> [Page text]:
──────

A month or so I went to a casting studio ( you know one of those that keep some photos of you and a small video). I was extremely anxious because afterwards I was having my phonetics class so I wanted to be done as fast as possible. There was the usual guy (that now I cannot recall his name), so I fill my application and I was waiting for my turn (there was another guy in, first of me, though I was ten minutes earlier). When he finished, I enter, leaving the door behind me, half opened (I was asked so) and I was ready… Then the guy was asking things about my life and interests but with the camera off. I was explaining to him the situation with my parents and he told me something he heardImage from a Swedish woman; children are borrowed people, that afther their 18th year are free to go anywhere they want. So he advised me to leave my parents and free myself to go wherever I want to.

──────

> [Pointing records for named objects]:
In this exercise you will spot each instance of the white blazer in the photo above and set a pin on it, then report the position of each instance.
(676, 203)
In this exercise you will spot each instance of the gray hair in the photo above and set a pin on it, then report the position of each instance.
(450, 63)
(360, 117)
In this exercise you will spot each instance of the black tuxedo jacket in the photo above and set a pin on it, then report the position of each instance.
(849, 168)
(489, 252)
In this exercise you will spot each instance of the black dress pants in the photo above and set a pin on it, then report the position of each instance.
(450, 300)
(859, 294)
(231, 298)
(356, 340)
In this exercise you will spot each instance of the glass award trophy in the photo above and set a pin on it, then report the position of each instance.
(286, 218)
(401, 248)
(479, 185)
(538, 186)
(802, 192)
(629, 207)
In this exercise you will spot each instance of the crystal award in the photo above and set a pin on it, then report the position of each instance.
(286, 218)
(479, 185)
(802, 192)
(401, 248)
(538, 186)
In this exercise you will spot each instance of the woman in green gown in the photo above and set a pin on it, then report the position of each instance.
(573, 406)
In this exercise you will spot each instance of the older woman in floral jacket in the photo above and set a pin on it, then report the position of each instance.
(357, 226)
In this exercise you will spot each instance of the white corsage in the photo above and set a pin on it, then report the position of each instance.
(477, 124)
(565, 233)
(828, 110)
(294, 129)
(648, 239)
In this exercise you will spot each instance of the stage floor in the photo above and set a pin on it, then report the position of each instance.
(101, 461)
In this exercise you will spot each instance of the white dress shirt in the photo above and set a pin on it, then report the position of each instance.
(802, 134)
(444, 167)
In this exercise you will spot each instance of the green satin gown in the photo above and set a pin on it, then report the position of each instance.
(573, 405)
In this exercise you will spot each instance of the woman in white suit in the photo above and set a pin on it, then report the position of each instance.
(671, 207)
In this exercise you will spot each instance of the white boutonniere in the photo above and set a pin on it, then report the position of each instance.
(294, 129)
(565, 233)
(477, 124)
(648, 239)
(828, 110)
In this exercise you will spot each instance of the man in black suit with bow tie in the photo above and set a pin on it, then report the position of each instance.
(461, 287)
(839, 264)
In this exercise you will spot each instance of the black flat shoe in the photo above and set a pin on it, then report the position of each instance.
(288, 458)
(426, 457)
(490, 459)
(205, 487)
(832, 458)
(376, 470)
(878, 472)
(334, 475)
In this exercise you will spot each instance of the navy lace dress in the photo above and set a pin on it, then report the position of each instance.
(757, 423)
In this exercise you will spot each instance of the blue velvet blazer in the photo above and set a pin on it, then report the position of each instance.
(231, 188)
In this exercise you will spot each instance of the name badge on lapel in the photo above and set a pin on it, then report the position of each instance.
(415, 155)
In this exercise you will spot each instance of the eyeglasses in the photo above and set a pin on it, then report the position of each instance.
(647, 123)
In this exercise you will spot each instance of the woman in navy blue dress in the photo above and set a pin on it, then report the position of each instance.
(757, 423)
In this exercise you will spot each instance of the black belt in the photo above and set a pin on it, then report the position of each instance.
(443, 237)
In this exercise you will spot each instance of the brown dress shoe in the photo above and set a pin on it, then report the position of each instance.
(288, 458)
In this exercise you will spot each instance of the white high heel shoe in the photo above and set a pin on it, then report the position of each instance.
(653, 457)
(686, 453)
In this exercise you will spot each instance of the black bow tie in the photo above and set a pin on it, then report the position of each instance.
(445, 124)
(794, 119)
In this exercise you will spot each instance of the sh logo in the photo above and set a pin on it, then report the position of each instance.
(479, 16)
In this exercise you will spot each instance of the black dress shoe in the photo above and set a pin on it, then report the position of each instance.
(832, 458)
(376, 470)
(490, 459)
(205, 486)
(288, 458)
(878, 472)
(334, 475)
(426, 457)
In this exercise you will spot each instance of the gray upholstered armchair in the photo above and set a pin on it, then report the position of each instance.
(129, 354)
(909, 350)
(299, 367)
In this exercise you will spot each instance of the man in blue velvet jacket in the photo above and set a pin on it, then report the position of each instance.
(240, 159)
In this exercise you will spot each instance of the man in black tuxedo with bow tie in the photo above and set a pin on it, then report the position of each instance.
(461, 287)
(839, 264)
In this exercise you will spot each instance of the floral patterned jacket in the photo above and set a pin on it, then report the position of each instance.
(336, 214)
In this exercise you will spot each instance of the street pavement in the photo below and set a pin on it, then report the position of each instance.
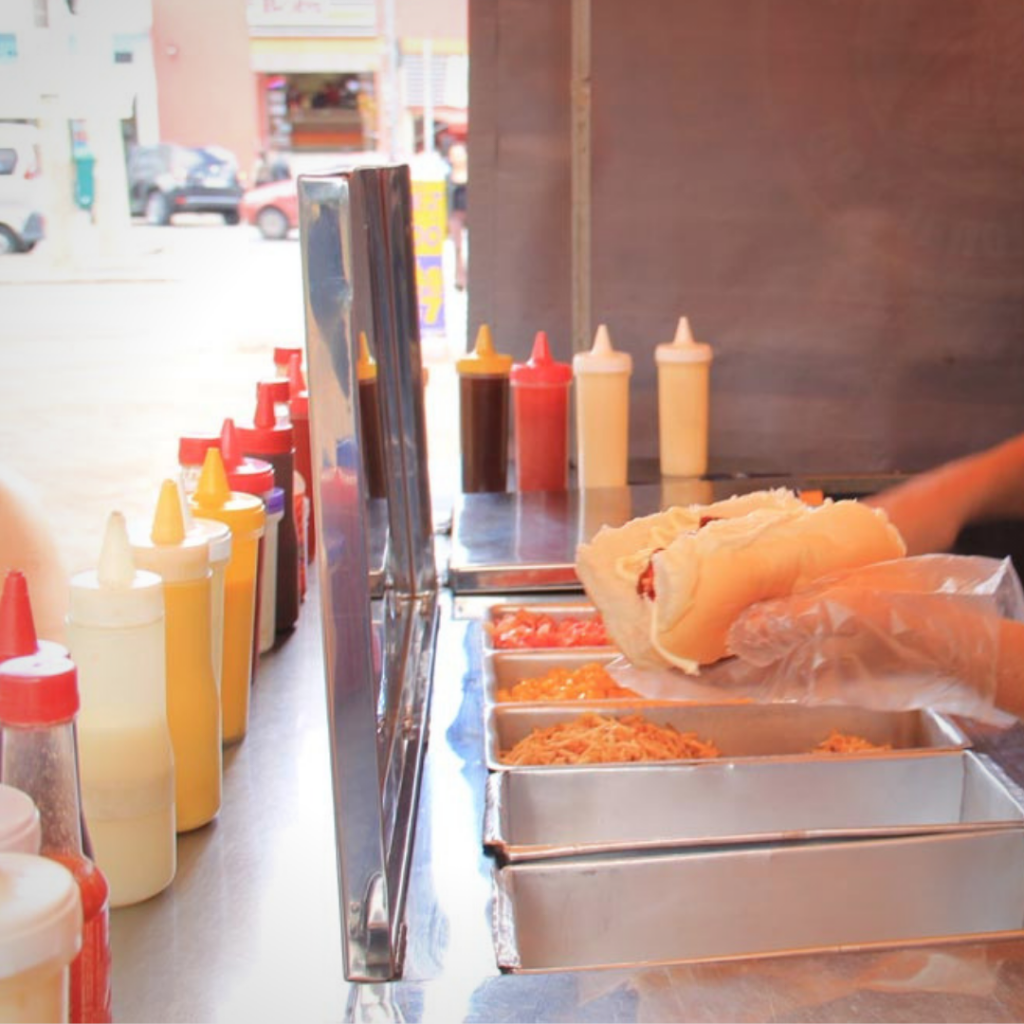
(108, 361)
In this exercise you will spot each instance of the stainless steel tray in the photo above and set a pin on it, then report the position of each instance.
(537, 813)
(754, 901)
(507, 668)
(556, 609)
(740, 730)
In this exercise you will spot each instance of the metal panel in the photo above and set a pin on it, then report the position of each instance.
(356, 249)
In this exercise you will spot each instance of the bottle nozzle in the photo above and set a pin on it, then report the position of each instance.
(17, 631)
(296, 382)
(117, 567)
(168, 523)
(684, 336)
(230, 449)
(213, 489)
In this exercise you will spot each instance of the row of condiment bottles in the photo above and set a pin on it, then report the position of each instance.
(540, 398)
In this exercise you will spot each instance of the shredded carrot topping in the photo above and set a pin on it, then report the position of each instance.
(840, 742)
(600, 739)
(536, 629)
(589, 682)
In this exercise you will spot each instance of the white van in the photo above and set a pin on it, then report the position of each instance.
(20, 200)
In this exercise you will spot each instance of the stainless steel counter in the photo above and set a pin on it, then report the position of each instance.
(250, 928)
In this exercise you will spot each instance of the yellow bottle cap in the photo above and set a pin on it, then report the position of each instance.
(366, 367)
(483, 360)
(215, 500)
(166, 548)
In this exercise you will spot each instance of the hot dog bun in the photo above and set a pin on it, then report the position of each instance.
(707, 563)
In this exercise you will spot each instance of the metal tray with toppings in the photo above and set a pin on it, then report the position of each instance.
(626, 733)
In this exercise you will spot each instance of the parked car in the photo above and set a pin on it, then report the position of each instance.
(167, 179)
(20, 202)
(273, 208)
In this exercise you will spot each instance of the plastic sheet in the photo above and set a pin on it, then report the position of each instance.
(894, 636)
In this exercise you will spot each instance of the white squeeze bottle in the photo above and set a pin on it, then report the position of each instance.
(602, 397)
(683, 377)
(116, 637)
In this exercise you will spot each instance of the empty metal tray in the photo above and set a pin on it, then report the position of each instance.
(740, 730)
(558, 610)
(752, 901)
(535, 813)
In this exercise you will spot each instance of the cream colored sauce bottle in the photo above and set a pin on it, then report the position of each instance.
(602, 399)
(115, 633)
(683, 396)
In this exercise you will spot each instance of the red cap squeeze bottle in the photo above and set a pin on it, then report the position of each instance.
(283, 357)
(38, 705)
(244, 513)
(255, 476)
(17, 629)
(275, 442)
(541, 409)
(303, 448)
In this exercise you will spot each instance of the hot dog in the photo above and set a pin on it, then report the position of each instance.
(670, 585)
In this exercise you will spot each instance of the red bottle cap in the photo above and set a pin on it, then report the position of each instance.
(17, 631)
(283, 355)
(541, 369)
(297, 388)
(281, 389)
(193, 448)
(265, 436)
(251, 476)
(39, 689)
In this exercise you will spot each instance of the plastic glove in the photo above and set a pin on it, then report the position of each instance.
(911, 633)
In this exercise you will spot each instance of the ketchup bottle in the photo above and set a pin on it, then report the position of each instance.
(38, 705)
(541, 415)
(275, 442)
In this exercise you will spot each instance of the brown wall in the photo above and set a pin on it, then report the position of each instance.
(830, 192)
(205, 89)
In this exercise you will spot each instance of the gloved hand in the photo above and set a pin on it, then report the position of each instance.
(910, 633)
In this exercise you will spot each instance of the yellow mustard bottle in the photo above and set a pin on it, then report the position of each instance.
(245, 515)
(193, 706)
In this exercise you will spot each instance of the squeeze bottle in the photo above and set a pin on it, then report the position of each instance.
(280, 389)
(274, 442)
(192, 452)
(683, 372)
(303, 445)
(371, 428)
(254, 476)
(38, 704)
(193, 704)
(17, 630)
(483, 416)
(274, 507)
(283, 358)
(40, 936)
(602, 378)
(19, 828)
(244, 514)
(116, 637)
(541, 404)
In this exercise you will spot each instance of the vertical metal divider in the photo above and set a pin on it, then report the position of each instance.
(355, 232)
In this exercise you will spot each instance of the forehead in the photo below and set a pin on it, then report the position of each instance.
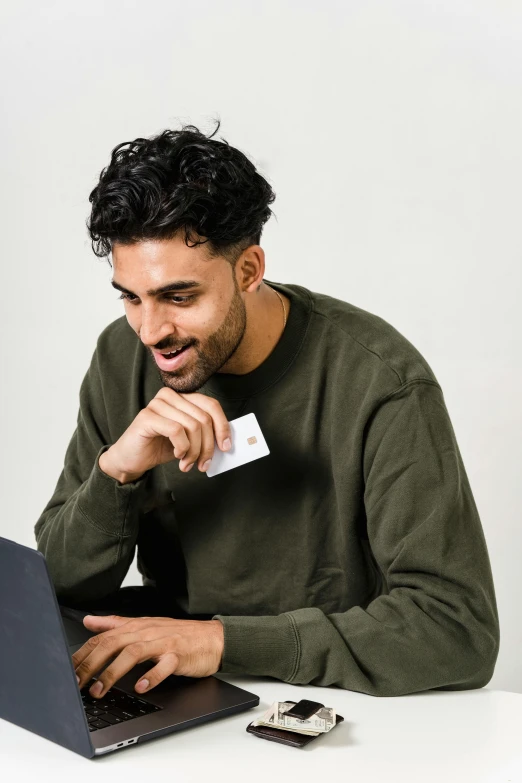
(153, 262)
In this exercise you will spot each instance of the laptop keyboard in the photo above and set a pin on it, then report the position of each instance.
(116, 706)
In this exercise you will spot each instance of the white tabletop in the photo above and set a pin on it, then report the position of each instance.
(439, 737)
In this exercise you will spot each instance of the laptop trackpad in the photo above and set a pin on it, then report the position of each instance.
(77, 634)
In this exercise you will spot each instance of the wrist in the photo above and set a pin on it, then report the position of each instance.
(219, 635)
(107, 467)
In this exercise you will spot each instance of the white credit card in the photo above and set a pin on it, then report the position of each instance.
(248, 444)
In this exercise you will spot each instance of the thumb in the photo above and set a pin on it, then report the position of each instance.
(104, 622)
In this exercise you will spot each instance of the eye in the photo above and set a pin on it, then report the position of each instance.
(173, 299)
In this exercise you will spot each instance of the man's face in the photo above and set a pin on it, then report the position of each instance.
(209, 316)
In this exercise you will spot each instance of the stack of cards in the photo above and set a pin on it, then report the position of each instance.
(320, 722)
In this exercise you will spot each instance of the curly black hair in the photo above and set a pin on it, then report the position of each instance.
(180, 181)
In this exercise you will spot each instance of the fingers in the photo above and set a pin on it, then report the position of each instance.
(126, 650)
(167, 665)
(213, 424)
(177, 430)
(198, 430)
(220, 422)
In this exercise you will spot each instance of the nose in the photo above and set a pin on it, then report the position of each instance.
(154, 327)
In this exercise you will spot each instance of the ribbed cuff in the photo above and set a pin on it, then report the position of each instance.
(107, 503)
(266, 645)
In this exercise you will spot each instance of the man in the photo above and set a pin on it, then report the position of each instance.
(352, 555)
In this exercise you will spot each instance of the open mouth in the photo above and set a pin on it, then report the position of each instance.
(174, 353)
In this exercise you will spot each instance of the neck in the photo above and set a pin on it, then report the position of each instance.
(263, 330)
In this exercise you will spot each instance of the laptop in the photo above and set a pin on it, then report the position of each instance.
(38, 686)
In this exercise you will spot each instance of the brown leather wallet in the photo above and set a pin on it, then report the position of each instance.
(284, 736)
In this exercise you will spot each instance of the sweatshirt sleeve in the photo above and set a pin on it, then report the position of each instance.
(435, 624)
(88, 529)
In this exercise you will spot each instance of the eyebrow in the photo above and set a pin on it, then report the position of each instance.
(177, 285)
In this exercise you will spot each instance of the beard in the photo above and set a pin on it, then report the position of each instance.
(213, 353)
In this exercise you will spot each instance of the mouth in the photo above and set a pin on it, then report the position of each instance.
(173, 359)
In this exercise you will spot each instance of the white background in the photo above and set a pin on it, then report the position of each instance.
(391, 133)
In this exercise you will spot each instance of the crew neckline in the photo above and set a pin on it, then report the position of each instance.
(234, 387)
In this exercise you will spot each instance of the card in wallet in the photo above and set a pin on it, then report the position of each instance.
(285, 736)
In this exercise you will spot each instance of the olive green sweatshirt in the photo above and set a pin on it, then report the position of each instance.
(352, 555)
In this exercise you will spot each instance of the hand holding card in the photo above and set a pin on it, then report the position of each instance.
(248, 444)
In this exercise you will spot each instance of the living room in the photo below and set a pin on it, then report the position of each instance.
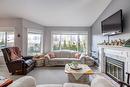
(72, 29)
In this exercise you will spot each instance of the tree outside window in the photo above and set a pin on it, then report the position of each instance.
(34, 43)
(70, 42)
(6, 39)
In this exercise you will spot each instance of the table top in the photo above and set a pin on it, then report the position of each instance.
(85, 69)
(5, 81)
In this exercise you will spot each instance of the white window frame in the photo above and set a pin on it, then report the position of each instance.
(7, 29)
(70, 32)
(31, 30)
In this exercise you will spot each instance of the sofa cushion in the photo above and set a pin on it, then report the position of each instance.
(100, 81)
(29, 62)
(64, 59)
(51, 54)
(77, 55)
(50, 85)
(57, 54)
(75, 85)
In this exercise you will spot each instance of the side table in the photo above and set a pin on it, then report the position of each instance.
(4, 82)
(39, 61)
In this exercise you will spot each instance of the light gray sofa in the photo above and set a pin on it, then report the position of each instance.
(64, 57)
(28, 81)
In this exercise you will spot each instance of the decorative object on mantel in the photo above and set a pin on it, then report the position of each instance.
(120, 42)
(127, 43)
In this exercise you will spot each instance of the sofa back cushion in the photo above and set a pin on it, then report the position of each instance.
(65, 54)
(100, 81)
(14, 53)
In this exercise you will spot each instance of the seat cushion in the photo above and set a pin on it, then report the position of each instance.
(50, 85)
(63, 59)
(100, 81)
(75, 85)
(29, 62)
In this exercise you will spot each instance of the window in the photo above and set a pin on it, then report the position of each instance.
(6, 39)
(75, 42)
(34, 43)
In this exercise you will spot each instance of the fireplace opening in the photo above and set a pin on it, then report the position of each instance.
(115, 69)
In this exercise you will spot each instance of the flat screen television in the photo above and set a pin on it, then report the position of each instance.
(113, 24)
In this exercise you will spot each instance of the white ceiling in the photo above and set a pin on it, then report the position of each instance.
(55, 12)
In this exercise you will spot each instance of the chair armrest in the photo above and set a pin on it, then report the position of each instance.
(122, 84)
(27, 57)
(82, 56)
(18, 61)
(47, 56)
(18, 64)
(26, 81)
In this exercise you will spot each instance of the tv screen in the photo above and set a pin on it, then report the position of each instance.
(113, 24)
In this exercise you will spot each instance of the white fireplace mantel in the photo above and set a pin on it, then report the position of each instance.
(121, 53)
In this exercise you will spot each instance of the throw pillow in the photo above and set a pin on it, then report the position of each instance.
(13, 55)
(77, 55)
(51, 54)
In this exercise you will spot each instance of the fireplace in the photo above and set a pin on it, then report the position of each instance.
(115, 69)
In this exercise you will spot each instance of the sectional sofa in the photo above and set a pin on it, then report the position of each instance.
(63, 57)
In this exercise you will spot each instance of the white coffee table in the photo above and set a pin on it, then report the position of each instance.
(79, 76)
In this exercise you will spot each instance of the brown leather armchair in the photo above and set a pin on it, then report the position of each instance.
(16, 63)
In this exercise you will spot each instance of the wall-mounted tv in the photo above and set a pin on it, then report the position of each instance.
(113, 24)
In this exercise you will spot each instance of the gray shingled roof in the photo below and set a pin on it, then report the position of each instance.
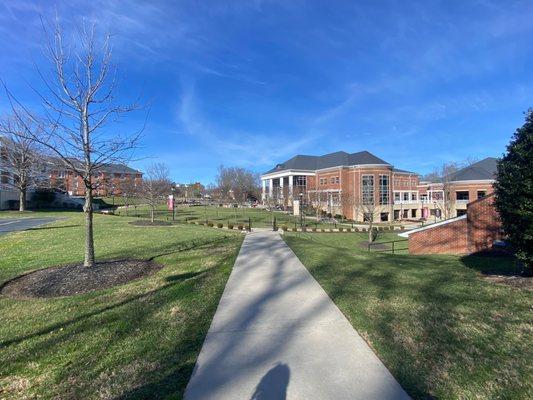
(328, 160)
(482, 170)
(403, 171)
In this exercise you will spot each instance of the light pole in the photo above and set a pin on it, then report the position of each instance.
(173, 190)
(301, 195)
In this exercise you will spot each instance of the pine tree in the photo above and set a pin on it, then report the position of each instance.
(514, 192)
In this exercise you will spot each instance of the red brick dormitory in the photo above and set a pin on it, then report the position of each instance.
(341, 183)
(473, 232)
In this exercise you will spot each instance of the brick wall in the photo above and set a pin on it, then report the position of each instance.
(484, 226)
(448, 238)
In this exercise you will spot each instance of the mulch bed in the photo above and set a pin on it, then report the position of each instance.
(75, 279)
(147, 222)
(375, 246)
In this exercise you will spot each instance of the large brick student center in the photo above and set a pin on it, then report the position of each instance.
(360, 184)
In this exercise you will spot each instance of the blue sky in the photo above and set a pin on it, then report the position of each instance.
(252, 83)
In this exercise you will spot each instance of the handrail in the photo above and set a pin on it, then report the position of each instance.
(392, 249)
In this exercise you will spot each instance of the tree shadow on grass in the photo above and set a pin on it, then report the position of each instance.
(492, 264)
(421, 313)
(45, 228)
(172, 279)
(163, 369)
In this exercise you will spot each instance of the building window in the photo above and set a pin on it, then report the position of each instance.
(301, 181)
(383, 189)
(462, 195)
(367, 185)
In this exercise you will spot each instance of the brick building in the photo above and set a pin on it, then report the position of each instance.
(472, 232)
(110, 179)
(346, 184)
(340, 183)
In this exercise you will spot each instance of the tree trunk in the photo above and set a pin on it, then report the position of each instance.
(89, 238)
(22, 199)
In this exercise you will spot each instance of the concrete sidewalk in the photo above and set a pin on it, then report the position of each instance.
(276, 334)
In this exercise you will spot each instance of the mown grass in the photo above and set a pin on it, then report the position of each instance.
(259, 217)
(134, 341)
(442, 330)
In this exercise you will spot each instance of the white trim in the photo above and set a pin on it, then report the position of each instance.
(475, 181)
(287, 172)
(359, 166)
(447, 221)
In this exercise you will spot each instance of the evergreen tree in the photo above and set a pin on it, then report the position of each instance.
(514, 192)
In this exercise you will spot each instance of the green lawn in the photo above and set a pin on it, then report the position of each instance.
(259, 217)
(443, 331)
(134, 341)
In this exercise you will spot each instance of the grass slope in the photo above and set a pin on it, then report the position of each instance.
(139, 340)
(258, 216)
(443, 332)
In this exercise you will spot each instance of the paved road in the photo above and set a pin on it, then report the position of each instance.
(277, 335)
(20, 224)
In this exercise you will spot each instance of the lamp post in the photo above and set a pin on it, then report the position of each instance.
(173, 190)
(301, 195)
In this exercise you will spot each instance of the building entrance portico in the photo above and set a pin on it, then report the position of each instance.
(281, 188)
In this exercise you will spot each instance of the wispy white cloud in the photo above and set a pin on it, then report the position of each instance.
(236, 146)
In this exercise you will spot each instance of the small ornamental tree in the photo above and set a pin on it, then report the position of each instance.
(514, 192)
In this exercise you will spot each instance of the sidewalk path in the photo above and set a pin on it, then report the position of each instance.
(277, 335)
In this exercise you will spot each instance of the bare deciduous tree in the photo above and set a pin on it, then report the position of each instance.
(129, 191)
(78, 105)
(156, 185)
(242, 183)
(21, 157)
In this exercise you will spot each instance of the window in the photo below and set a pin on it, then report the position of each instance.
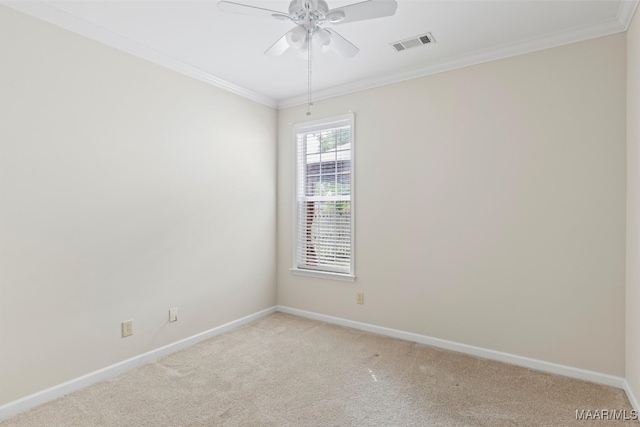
(324, 198)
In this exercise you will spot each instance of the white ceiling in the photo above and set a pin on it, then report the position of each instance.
(196, 38)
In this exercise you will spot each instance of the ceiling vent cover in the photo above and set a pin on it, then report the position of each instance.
(416, 41)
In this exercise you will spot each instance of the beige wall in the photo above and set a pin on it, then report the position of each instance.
(490, 206)
(633, 207)
(126, 189)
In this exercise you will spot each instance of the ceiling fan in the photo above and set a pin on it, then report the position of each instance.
(309, 17)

──────

> [Work to do]:
**A.** According to the casting studio account, why was the narrator extremely anxious?
**B.** Reproduce everything in the casting studio account from "A month or so" down to "wherever I want to.".

> [Answers to the exercises]:
**A.** The narrator had a phonetics class afterward and wanted to be done as fast as possible.

**B.**
A month or so I went to a casting studio ( you know one of those that keep some photos of you and a small video). I was extremely anxious because afterwards I was having my phonetics class so I wanted to be done as fast as possible. There was the usual guy (that now I cannot recall his name), so I fill my application and I was waiting for my turn (there was another guy in, first of me, though I was ten minutes earlier). When he finished, I enter, leaving the door behind me, half opened (I was asked so) and I was ready… Then the guy was asking things about my life and interests but with the camera off. I was explaining to him the situation with my parents and he told me something he heardImage from a Swedish woman; children are borrowed people, that afther their 18th year are free to go anywhere they want. So he advised me to leave my parents and free myself to go wherever I want to.